-- START OF SUPPLIED INFORMATION --
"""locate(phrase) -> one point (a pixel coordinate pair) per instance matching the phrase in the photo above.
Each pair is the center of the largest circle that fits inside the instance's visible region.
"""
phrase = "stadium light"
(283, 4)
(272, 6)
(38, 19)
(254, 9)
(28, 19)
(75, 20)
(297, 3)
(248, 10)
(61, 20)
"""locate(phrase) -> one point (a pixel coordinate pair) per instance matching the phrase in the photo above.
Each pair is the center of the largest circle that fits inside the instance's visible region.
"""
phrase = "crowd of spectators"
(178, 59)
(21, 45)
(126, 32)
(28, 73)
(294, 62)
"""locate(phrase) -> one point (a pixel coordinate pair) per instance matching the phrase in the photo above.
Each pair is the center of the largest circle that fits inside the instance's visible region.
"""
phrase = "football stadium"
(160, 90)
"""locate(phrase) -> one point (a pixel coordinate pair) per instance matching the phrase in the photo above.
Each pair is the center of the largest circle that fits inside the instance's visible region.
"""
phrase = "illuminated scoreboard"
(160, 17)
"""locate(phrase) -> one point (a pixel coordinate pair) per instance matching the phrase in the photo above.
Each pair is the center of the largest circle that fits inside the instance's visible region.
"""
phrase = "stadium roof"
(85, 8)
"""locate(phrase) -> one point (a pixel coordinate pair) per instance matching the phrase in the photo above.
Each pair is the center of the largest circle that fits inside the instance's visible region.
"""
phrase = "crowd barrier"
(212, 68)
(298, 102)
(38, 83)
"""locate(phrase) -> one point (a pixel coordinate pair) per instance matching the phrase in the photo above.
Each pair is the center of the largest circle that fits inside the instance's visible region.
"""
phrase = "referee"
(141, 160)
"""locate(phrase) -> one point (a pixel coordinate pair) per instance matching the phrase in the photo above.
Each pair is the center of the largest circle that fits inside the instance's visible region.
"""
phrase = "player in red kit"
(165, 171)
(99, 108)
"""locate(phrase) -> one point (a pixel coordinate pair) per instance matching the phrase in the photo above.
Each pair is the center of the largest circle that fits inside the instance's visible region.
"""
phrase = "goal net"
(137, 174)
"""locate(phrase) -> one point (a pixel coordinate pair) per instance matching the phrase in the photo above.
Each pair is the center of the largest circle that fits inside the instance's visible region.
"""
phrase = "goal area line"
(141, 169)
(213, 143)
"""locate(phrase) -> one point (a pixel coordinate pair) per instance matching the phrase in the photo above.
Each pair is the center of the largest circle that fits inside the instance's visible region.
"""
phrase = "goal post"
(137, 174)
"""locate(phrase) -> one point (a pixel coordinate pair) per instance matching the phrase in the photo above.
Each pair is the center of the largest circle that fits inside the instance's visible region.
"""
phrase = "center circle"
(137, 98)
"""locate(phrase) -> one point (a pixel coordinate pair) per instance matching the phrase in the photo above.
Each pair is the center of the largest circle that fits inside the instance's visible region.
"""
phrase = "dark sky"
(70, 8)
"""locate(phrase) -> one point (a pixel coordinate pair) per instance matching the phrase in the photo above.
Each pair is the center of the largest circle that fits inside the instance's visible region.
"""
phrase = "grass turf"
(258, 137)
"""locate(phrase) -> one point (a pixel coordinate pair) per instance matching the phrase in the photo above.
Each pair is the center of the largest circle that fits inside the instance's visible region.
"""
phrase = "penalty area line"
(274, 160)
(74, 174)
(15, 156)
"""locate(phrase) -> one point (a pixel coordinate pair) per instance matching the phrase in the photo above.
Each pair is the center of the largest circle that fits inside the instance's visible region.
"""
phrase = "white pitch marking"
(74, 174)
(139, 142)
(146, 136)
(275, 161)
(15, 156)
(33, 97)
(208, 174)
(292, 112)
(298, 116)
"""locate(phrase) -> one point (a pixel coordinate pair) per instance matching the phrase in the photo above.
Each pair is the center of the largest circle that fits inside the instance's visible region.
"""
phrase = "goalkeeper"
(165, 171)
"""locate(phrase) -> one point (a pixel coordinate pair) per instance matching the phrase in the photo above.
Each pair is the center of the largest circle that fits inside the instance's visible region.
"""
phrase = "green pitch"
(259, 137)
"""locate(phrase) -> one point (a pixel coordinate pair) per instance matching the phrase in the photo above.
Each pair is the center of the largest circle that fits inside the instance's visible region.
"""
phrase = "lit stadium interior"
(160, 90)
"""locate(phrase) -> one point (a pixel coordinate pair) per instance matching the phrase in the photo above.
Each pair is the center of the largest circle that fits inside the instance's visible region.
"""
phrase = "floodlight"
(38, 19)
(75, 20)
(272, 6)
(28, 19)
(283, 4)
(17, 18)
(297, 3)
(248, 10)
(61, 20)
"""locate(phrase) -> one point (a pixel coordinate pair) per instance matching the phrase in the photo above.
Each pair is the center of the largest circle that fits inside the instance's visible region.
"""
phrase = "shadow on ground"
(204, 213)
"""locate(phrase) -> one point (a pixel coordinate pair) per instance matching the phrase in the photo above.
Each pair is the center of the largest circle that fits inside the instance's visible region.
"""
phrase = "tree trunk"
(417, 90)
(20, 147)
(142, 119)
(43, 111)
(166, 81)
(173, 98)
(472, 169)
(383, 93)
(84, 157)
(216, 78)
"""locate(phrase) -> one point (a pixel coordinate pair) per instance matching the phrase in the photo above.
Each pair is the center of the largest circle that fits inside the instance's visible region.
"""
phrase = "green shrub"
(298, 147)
-- END OF SUPPLIED INFORMATION --
PROBLEM REQUIREMENTS:
Report each line above that contains the string "green", copying every such line in full. Matching is case-sensitive.

TASK RESULT:
phrase = "green pitch"
phrase = "green shrub"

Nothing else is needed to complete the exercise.